--- start Records ---

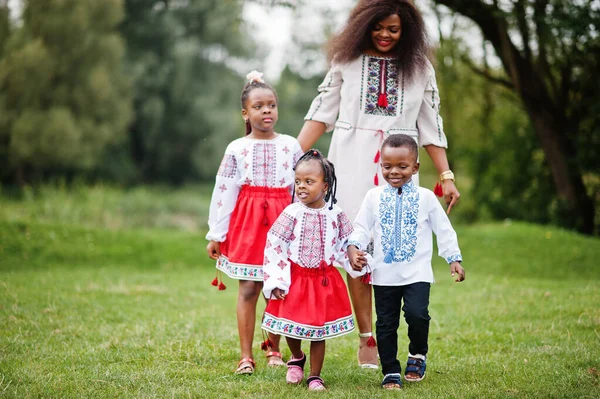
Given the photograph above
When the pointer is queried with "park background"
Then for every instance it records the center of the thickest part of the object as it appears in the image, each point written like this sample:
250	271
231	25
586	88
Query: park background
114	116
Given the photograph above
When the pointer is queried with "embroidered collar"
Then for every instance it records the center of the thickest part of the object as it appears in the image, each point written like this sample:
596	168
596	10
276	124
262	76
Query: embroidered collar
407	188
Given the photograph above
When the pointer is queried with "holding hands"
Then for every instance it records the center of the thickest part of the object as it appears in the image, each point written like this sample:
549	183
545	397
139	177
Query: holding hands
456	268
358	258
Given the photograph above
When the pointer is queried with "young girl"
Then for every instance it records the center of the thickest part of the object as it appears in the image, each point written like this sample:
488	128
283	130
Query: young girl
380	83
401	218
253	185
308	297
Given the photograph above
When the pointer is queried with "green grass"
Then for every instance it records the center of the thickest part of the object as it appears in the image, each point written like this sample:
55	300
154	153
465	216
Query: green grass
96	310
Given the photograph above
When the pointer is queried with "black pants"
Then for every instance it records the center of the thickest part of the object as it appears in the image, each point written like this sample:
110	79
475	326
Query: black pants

--- end Records ---
--- start Records ---

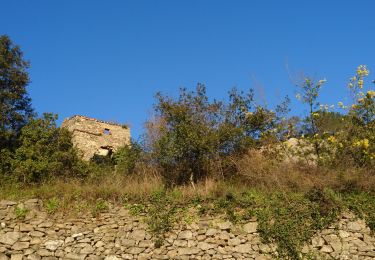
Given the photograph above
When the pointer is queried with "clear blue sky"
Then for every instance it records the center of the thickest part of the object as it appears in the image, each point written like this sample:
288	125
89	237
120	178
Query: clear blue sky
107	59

--- end Records ---

Pull out each line of the records that contains the word "girl" and list those lines.

- _Answer to this exercise_:
When the pointer is queried with "young girl"
Query: young girl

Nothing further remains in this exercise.